Task goal: Identify each line in the records below that contains the word "tile" and copy those lines.

(Rows from a dataset for labeling boxes)
□ □ □ □ □ □ □

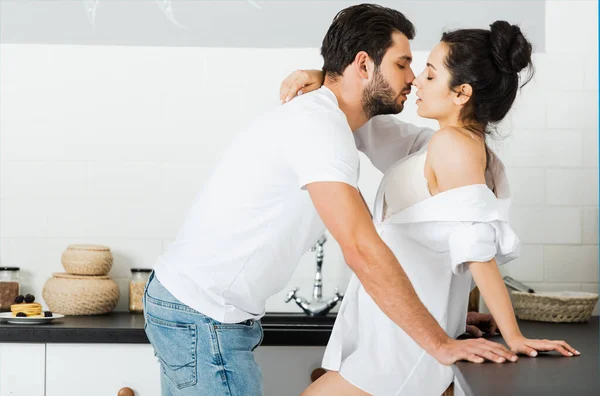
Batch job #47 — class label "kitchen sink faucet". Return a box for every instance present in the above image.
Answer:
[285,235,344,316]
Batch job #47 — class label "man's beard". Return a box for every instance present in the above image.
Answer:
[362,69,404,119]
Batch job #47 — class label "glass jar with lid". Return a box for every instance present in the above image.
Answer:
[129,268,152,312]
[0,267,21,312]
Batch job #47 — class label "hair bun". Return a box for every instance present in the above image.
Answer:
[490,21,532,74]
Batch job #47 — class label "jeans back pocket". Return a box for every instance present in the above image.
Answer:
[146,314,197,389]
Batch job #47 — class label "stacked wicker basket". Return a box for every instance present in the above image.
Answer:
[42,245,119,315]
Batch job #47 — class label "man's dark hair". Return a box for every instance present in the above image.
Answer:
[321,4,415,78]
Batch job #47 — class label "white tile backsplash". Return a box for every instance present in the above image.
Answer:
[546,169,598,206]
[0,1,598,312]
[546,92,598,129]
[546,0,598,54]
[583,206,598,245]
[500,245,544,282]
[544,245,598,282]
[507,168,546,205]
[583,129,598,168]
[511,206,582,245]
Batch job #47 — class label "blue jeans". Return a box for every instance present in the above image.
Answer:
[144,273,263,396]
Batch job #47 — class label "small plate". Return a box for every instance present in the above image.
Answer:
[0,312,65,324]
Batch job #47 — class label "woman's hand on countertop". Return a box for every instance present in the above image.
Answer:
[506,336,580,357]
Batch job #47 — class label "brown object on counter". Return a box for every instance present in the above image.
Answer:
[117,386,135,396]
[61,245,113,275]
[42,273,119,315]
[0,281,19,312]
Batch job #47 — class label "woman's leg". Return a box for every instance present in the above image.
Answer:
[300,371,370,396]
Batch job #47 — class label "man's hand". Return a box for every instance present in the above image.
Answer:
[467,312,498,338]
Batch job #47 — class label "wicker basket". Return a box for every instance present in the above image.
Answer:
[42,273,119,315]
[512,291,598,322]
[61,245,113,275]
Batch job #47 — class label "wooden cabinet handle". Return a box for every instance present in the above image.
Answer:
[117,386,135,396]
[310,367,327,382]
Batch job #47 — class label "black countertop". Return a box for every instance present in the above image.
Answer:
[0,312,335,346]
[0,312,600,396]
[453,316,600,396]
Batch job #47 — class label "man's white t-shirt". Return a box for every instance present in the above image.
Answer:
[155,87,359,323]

□ □ □ □ □ □ □

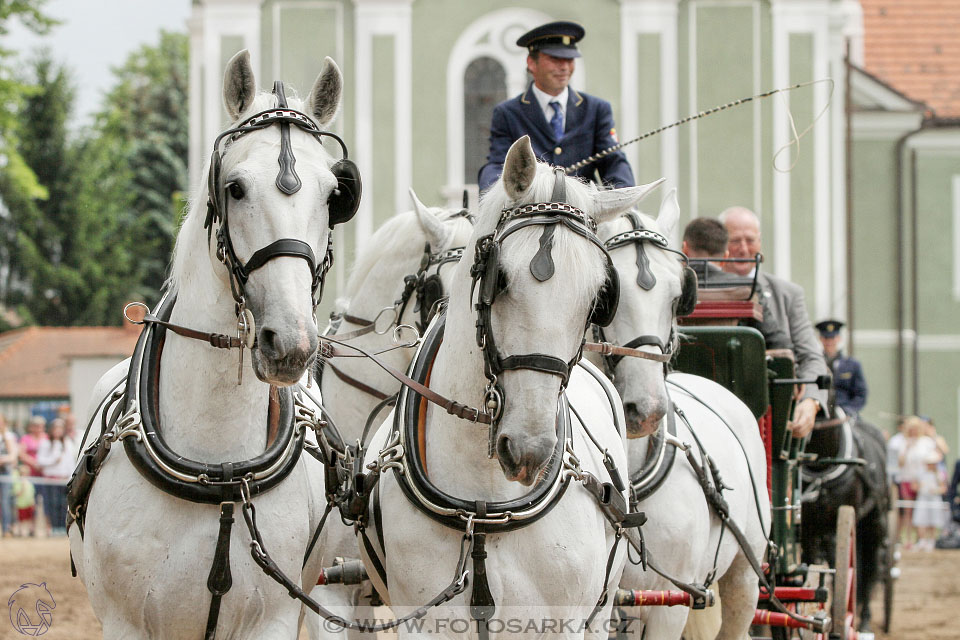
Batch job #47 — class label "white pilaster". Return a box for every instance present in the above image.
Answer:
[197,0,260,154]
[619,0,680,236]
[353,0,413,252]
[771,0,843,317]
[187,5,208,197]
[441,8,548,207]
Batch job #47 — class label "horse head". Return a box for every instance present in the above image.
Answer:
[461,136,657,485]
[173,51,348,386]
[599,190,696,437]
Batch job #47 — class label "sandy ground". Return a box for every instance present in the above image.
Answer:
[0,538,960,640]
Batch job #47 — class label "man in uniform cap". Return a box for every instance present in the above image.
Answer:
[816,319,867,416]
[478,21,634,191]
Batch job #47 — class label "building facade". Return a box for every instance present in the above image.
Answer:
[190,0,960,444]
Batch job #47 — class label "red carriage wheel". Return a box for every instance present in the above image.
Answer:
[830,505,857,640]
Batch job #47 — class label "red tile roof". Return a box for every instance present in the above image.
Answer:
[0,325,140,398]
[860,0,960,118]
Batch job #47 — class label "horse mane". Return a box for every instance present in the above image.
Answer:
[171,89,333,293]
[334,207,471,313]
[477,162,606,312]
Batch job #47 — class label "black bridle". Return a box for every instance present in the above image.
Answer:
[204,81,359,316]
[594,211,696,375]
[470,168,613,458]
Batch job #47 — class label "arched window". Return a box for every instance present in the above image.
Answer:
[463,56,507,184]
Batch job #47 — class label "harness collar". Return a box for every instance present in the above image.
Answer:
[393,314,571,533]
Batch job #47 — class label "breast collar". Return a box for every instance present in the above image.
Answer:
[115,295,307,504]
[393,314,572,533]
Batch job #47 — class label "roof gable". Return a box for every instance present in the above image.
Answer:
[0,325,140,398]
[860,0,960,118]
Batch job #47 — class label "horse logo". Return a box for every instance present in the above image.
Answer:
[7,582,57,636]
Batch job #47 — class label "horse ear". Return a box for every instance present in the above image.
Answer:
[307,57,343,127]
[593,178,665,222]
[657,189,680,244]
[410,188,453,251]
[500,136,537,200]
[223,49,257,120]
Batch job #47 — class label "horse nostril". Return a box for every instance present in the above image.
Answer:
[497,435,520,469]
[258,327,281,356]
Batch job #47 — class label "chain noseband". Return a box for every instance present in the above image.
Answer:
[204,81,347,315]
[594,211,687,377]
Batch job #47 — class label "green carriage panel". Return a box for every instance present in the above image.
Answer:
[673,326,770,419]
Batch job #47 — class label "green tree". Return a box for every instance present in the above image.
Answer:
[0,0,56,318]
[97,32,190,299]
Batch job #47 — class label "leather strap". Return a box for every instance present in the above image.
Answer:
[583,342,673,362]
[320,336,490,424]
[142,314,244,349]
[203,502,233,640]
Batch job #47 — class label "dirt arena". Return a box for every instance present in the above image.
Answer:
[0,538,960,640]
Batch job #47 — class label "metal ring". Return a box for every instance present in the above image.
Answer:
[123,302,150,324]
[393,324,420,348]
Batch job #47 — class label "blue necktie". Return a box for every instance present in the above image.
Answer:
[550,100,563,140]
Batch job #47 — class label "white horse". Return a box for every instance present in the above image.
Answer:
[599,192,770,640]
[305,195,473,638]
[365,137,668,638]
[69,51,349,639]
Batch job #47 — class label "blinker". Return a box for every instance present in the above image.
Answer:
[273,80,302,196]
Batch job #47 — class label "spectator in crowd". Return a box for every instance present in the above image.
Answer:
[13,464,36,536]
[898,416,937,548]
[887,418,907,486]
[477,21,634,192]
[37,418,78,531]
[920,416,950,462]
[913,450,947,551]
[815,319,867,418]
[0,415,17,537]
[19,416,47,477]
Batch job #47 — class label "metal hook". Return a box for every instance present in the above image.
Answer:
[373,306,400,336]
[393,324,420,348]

□ □ □ □ □ □ □

Finished exercise:
Batch job #47 — class label "white tile backsplash". Return a box for every instance present in the above image.
Batch job #47 — class label "red tile roof". Return a box for every instance present in the above image.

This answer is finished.